# Your instructions
The result should be the line with "of the person" followed by every remaining line of the entries, each reproduced exactly, with nothing else.

# Data for the task

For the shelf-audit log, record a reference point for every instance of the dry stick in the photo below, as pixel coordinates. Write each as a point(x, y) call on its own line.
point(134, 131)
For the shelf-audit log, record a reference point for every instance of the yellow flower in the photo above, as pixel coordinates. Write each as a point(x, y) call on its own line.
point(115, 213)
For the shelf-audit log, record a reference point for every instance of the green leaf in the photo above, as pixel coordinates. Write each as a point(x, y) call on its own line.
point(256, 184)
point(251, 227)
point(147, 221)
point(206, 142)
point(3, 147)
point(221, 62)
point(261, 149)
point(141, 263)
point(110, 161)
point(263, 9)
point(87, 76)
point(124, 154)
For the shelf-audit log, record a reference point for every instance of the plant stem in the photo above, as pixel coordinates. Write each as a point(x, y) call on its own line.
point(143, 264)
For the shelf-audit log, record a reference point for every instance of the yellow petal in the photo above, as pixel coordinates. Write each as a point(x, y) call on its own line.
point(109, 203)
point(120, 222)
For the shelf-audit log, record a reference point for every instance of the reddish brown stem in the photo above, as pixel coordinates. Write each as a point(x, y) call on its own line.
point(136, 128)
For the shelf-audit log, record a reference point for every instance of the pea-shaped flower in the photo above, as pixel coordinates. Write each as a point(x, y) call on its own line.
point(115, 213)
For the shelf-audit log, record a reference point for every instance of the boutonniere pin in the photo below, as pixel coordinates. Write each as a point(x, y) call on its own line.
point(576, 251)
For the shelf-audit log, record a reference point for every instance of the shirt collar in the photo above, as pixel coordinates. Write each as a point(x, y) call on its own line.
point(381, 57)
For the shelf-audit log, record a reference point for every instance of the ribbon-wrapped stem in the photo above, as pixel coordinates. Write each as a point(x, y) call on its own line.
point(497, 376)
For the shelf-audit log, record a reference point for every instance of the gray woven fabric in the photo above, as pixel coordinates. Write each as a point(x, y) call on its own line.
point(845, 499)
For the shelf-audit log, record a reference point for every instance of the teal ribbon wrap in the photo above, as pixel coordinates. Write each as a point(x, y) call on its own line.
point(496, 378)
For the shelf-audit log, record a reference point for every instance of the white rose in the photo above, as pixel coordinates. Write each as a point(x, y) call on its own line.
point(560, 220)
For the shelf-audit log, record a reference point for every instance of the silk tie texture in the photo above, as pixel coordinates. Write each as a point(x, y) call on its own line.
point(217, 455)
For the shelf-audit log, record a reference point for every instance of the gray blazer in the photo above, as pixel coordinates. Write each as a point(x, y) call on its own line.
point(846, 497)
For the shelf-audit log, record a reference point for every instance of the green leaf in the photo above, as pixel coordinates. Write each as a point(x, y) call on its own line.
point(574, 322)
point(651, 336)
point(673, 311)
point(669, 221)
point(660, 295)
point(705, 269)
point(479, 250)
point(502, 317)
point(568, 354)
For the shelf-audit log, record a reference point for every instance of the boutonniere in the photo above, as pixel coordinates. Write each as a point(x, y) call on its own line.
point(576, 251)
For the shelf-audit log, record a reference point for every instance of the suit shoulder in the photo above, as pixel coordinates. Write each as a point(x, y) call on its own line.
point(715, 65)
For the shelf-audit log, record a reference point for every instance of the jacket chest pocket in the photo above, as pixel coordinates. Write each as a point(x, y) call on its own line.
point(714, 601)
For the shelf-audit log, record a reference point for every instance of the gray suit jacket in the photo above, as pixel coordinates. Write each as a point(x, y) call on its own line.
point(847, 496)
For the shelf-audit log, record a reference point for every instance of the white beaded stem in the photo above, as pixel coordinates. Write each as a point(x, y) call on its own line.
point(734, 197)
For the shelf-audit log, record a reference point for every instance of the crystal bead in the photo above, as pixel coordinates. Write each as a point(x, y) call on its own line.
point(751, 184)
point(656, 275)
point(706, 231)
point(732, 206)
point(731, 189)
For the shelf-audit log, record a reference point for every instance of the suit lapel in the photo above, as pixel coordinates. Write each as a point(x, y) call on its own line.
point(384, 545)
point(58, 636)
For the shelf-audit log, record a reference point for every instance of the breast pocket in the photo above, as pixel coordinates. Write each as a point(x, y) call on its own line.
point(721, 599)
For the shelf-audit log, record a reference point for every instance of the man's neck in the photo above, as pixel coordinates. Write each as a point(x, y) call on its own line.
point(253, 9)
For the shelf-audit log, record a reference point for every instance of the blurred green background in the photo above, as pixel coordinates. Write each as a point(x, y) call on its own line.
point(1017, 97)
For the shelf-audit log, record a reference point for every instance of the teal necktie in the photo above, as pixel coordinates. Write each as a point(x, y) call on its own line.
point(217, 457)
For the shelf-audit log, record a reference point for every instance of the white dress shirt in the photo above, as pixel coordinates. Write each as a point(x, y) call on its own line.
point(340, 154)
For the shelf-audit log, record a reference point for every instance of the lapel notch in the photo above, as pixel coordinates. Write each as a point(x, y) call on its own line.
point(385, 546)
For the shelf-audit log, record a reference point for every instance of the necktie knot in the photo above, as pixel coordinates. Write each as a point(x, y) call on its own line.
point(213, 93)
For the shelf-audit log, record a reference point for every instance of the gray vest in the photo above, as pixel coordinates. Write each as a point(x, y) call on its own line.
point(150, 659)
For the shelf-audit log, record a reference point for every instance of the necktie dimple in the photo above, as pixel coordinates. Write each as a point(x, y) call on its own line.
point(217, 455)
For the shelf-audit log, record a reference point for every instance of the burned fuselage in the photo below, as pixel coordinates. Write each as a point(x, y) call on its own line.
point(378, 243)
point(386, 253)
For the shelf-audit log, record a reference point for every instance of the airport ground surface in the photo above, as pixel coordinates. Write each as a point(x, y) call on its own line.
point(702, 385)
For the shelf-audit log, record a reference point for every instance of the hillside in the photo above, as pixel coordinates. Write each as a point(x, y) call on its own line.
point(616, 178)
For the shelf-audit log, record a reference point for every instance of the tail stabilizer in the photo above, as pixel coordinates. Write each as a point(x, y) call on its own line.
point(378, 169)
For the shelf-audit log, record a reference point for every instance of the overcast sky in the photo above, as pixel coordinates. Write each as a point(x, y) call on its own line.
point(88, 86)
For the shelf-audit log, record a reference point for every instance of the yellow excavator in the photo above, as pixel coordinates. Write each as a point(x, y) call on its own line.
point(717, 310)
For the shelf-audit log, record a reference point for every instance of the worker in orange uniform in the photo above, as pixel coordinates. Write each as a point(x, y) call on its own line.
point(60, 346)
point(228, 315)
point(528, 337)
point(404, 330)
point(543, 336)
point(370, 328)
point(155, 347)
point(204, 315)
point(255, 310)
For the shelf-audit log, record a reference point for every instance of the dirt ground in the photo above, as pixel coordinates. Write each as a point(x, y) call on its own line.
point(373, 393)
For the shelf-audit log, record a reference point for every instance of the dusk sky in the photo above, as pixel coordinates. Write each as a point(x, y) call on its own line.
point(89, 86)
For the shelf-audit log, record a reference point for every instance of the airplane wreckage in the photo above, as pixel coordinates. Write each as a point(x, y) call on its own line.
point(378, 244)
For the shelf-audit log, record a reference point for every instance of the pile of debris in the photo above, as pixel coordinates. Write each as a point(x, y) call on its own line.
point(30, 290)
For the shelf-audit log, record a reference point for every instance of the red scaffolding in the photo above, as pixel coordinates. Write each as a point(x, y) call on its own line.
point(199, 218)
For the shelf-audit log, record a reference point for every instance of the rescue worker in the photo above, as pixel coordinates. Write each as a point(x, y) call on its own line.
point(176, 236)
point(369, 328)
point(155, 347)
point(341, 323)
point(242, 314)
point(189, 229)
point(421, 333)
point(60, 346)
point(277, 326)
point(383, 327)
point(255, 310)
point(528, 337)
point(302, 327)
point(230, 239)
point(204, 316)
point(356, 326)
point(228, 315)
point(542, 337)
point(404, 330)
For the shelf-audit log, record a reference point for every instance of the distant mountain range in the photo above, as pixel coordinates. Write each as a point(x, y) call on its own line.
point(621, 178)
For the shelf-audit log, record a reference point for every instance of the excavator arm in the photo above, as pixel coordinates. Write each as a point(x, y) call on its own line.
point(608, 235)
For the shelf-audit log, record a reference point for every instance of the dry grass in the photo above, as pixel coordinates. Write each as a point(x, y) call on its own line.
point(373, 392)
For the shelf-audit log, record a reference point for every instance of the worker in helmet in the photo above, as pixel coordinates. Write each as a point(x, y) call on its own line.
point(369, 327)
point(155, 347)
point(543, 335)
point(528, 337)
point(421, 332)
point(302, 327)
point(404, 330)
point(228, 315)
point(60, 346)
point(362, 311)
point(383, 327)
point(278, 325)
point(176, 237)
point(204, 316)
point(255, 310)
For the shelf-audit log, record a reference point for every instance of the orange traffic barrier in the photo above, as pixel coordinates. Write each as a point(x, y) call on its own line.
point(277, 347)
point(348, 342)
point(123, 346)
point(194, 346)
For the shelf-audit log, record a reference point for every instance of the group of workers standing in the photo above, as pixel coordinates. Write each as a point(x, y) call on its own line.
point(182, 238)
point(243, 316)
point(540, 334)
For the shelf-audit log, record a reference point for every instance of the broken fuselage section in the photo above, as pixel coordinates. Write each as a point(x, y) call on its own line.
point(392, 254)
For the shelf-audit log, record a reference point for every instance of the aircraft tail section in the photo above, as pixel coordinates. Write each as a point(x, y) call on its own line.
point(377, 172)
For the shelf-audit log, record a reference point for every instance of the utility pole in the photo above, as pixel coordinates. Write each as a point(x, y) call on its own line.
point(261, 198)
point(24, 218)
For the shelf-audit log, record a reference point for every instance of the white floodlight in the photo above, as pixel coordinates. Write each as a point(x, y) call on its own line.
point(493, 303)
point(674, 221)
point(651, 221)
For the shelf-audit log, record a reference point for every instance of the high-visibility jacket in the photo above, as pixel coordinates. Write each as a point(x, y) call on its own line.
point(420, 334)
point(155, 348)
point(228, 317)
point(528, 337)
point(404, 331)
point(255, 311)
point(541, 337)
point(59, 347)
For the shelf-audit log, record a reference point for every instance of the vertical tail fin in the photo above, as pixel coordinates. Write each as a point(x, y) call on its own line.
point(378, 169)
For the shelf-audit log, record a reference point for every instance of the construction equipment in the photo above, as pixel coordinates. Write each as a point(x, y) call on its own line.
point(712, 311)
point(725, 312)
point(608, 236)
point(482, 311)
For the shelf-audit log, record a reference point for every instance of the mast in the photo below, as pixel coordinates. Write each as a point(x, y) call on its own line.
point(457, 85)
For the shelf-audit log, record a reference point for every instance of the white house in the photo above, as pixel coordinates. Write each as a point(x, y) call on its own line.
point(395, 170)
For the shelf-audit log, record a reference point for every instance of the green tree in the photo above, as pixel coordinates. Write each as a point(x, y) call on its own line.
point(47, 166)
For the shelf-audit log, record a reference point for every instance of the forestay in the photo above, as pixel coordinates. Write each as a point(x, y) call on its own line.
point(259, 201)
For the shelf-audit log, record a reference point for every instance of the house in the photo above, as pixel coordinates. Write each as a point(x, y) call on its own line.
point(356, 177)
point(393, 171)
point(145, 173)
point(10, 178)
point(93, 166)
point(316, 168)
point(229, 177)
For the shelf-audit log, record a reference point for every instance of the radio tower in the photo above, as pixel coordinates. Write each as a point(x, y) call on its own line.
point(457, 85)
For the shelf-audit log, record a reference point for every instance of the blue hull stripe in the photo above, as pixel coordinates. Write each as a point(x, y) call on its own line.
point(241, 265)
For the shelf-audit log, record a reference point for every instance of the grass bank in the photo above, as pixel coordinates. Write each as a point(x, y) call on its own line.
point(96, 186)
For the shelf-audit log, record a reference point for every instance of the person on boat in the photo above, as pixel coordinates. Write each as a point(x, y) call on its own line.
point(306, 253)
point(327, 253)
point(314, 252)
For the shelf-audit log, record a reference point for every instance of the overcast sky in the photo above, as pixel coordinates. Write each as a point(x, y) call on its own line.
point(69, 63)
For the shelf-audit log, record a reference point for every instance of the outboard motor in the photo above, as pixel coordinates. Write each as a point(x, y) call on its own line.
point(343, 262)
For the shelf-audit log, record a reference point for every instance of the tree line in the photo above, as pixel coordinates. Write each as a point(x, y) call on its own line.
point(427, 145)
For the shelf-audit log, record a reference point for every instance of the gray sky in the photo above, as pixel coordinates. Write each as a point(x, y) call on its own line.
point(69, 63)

# Expected answer
For the shelf-audit log, record a reference point for every instance of the person on boat in the photo above, as pixel coordinates. Write each as a point(x, y) call on its own line.
point(306, 253)
point(327, 253)
point(314, 252)
For the shelf-audit log, record a reference point for every instance of the overcast sky in the photo above, as pixel coordinates. Write each as a point(x, y) call on its own line.
point(69, 63)
For the shelf-audit log, record a reference point for every instance of the outboard motor in the photo above, as pixel coordinates. Write each as a point(x, y) call on its own line.
point(343, 262)
For the shelf-audit log, record a reference point for every instance of the tree line in the photo above, as pixel coordinates. Write each as a point(x, y) call on its own line.
point(427, 145)
For the shelf-audit log, record a reference point for every instance of the gray sky in the photo above, as pixel coordinates. Write each as a point(x, y) call on its own line.
point(69, 63)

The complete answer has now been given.